◆ **What you will do**:
Write what comes next in the passage about vitamin A, picking up right after its last sentence.

◆ **Passage to read**:
++++++++
To keep your eye sight healthy and strong, consider the dosage. The RDI is 5,000 International Units (IU). Vitamin A comes from two sources: pre-formed retinoids and pro-vitamin carotenoids. Pre-formed retinoids are used immediately and come from fish oil, while pro-vitamin carotenoids are converted to vitamin A and come from plant sources. Carotenoids such as beta-carotene have strong antioxidant properties and can be converted to vitamin A as needed.
And if you have some macular degeneration, research suggests that taking high doses of beta-carotene may prevent further vision loss.
Similarly, the antioxidant lutein and the herb bilberry may promote eye health by reducing the risk of macular degeneration.
But vitamin A's benefits go beyond the eyes. Inadequate vitamin A also may make you more susceptible to infectious diseases. The mucous lining is the body's first barrier against infection and adequate vitamin A helps keep this important defense mechanism healthy.
++++++++
Records drawn from a collection
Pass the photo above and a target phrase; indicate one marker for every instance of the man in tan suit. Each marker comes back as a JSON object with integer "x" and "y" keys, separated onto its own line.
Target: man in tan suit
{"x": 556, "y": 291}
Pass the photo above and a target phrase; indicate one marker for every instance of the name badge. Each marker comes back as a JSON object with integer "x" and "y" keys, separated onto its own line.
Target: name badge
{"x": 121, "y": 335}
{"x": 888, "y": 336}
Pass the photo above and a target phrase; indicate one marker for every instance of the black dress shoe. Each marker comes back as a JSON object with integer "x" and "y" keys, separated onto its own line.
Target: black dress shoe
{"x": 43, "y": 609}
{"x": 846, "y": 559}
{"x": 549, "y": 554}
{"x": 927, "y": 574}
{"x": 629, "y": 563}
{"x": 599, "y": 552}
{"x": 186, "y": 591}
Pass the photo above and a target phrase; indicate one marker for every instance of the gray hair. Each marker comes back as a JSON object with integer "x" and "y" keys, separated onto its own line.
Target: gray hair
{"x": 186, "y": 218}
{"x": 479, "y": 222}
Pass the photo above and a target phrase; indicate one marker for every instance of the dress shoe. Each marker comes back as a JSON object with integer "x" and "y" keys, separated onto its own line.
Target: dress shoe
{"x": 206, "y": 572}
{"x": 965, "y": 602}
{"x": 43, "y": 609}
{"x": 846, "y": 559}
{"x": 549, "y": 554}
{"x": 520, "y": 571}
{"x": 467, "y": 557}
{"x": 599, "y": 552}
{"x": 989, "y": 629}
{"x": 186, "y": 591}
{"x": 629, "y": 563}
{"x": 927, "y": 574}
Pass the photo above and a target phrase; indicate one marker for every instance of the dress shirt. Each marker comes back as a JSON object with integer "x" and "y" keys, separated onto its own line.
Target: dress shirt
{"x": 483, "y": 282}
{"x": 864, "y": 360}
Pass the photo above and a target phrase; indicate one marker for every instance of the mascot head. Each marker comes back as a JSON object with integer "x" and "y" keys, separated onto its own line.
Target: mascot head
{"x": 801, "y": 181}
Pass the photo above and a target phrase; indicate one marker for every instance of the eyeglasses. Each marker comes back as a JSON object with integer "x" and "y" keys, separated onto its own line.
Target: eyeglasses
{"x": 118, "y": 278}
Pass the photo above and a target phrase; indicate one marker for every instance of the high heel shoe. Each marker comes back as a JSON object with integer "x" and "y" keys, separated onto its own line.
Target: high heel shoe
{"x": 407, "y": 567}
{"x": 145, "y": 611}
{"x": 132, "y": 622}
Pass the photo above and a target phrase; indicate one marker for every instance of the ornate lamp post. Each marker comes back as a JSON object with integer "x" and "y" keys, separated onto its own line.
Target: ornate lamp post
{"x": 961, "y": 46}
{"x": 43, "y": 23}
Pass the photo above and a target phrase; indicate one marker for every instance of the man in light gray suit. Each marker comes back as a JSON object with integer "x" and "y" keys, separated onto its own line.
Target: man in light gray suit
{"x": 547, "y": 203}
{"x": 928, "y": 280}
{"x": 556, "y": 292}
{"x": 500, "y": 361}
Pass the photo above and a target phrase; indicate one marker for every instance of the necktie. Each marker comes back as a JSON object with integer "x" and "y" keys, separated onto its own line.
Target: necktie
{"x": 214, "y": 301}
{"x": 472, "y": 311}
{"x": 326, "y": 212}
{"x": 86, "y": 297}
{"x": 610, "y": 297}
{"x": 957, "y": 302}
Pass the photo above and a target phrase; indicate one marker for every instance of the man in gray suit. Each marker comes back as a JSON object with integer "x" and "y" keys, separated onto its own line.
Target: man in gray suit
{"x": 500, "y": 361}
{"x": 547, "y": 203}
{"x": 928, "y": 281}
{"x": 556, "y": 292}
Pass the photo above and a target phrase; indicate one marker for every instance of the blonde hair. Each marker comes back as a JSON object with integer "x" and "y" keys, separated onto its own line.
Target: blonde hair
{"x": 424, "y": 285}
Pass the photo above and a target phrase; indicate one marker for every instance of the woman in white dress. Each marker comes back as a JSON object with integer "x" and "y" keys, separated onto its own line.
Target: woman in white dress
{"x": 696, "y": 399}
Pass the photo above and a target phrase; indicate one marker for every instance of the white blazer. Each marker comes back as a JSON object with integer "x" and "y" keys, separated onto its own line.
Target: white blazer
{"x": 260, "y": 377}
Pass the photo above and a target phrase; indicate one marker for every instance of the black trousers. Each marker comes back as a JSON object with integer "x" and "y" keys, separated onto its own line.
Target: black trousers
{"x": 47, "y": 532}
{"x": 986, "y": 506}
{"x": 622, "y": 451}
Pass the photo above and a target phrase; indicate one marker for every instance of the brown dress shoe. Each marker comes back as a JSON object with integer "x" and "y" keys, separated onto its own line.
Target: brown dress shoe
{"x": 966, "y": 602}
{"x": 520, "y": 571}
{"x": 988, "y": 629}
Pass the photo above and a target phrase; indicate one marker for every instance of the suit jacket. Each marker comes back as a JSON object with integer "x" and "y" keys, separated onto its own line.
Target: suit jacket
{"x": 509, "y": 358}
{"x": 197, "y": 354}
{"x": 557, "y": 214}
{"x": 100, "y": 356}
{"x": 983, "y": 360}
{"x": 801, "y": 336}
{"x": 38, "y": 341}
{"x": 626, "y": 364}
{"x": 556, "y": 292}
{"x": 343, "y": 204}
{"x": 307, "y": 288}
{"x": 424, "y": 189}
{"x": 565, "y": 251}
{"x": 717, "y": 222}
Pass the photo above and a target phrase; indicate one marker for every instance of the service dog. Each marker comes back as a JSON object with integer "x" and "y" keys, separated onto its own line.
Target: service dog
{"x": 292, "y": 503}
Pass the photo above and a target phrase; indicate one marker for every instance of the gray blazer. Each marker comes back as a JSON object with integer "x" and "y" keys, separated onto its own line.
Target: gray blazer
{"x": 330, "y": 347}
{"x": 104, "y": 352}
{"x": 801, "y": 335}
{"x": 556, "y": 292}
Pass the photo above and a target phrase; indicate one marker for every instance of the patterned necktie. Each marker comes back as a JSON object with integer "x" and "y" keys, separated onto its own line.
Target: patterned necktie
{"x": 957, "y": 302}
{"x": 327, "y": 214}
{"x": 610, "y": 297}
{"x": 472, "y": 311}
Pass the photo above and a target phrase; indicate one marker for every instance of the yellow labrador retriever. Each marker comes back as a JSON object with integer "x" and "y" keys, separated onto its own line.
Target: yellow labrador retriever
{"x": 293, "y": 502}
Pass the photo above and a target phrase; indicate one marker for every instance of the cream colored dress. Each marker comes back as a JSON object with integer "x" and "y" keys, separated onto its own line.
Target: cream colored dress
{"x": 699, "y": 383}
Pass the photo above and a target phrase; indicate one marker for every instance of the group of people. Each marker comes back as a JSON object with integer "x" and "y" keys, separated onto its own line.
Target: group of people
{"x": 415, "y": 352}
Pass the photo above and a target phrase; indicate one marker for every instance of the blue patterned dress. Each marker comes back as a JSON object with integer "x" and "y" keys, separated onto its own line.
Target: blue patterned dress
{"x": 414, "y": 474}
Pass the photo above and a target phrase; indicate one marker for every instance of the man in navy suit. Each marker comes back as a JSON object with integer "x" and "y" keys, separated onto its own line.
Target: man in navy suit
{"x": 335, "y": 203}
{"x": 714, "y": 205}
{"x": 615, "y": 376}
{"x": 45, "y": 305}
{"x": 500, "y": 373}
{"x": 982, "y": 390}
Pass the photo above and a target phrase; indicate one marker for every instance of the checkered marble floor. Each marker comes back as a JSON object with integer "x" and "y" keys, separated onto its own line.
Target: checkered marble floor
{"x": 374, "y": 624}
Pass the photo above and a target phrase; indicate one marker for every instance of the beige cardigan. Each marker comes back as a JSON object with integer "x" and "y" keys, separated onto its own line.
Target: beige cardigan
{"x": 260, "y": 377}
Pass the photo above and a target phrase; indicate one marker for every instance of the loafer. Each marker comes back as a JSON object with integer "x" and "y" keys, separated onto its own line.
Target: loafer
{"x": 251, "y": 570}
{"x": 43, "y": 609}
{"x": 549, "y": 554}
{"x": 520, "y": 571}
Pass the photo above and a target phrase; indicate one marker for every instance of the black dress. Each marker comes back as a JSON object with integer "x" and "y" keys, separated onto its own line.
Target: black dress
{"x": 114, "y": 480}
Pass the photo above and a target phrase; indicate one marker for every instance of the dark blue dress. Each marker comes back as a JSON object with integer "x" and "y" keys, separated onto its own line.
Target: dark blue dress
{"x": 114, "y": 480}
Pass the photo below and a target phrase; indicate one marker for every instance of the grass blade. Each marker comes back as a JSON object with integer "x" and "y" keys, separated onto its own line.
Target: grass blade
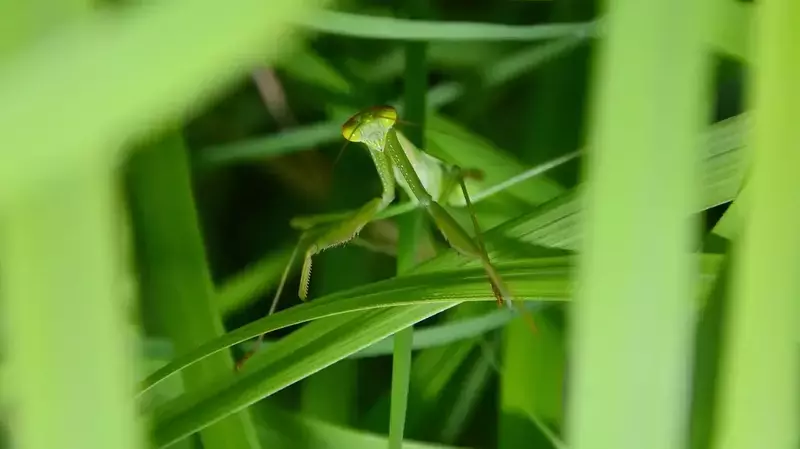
{"x": 374, "y": 27}
{"x": 69, "y": 356}
{"x": 175, "y": 279}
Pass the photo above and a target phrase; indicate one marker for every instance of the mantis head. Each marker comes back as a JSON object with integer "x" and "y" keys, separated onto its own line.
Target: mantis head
{"x": 370, "y": 126}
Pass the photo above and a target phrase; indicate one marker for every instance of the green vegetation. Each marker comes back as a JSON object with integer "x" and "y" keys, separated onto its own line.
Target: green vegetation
{"x": 158, "y": 153}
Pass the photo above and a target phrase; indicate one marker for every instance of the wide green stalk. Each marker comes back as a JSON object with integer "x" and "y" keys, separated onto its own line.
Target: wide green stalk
{"x": 759, "y": 400}
{"x": 68, "y": 349}
{"x": 633, "y": 315}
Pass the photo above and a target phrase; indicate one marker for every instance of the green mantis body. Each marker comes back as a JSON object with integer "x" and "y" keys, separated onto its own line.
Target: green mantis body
{"x": 393, "y": 154}
{"x": 427, "y": 181}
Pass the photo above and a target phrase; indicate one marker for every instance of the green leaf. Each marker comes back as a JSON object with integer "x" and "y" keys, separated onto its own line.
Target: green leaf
{"x": 175, "y": 279}
{"x": 375, "y": 27}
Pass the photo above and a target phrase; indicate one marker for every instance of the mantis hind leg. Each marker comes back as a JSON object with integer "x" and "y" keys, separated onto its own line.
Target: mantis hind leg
{"x": 475, "y": 248}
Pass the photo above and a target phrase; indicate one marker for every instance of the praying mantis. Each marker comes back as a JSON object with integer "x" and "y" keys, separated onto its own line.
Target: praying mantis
{"x": 428, "y": 182}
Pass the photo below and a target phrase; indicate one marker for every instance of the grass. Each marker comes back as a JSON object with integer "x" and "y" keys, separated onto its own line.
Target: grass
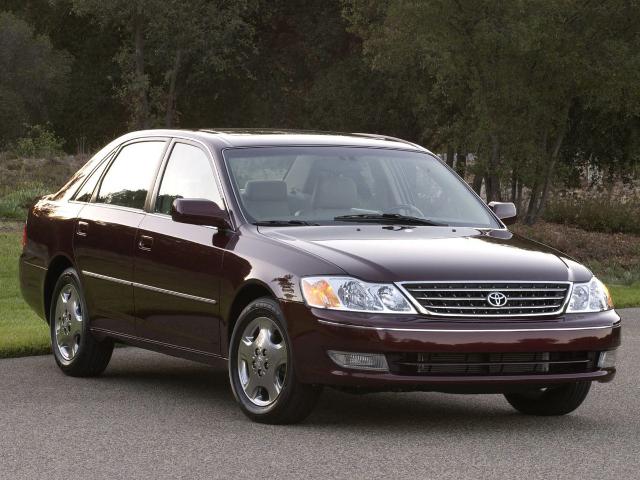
{"x": 22, "y": 332}
{"x": 625, "y": 296}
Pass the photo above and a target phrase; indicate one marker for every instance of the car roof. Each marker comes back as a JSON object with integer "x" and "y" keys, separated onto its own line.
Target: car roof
{"x": 229, "y": 138}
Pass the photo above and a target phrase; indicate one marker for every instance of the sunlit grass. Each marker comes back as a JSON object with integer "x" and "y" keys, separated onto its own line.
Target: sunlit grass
{"x": 22, "y": 332}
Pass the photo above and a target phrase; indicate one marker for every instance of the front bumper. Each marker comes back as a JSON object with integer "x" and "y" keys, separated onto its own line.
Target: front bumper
{"x": 315, "y": 331}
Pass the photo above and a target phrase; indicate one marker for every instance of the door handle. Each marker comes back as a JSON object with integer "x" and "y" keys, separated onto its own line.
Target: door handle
{"x": 145, "y": 243}
{"x": 82, "y": 228}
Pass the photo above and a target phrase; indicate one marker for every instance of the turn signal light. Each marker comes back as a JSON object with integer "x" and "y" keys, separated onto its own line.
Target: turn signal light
{"x": 321, "y": 293}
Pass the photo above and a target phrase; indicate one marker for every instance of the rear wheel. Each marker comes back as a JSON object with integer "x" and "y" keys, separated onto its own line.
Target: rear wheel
{"x": 550, "y": 401}
{"x": 261, "y": 368}
{"x": 76, "y": 351}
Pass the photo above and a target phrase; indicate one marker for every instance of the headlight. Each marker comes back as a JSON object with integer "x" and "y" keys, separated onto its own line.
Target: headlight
{"x": 344, "y": 293}
{"x": 589, "y": 297}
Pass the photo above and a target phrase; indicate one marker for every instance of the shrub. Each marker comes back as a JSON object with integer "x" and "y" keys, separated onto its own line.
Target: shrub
{"x": 40, "y": 142}
{"x": 608, "y": 215}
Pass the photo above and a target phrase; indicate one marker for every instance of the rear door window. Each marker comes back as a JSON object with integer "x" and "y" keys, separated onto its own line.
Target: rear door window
{"x": 128, "y": 180}
{"x": 188, "y": 174}
{"x": 86, "y": 192}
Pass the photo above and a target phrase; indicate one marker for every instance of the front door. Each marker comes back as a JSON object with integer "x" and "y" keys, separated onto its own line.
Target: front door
{"x": 178, "y": 266}
{"x": 105, "y": 233}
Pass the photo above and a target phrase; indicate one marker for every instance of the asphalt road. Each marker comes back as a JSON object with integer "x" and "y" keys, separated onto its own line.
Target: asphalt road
{"x": 152, "y": 416}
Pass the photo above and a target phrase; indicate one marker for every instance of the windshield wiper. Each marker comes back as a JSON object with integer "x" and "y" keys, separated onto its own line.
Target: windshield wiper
{"x": 282, "y": 223}
{"x": 389, "y": 218}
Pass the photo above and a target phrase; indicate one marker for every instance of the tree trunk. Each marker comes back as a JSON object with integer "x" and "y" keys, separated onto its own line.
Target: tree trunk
{"x": 493, "y": 178}
{"x": 171, "y": 95}
{"x": 477, "y": 183}
{"x": 550, "y": 169}
{"x": 533, "y": 200}
{"x": 142, "y": 113}
{"x": 450, "y": 154}
{"x": 518, "y": 201}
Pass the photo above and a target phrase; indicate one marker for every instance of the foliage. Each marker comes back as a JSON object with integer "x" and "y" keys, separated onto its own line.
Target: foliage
{"x": 615, "y": 257}
{"x": 14, "y": 204}
{"x": 33, "y": 76}
{"x": 39, "y": 142}
{"x": 509, "y": 77}
{"x": 625, "y": 296}
{"x": 600, "y": 214}
{"x": 531, "y": 90}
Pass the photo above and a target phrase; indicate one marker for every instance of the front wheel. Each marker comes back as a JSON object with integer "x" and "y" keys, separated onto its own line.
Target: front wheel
{"x": 550, "y": 401}
{"x": 76, "y": 351}
{"x": 261, "y": 368}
++++++++
◆ **Response to this task**:
Vitamin A also contributes to the development of healthy teeth, bones and skin. When you use a skin care product that contains retinol, you're benefiting from vitamin A, too.
Although you can get vitamin A from food sources, supplements can be beneficial for many people, especially those who are watching their fat and cholesterol. Many foods that are high in vitamin A come from animal sources (meat, milk, eggs, cheese, liver) and they are also high in cholesterol and saturated fat.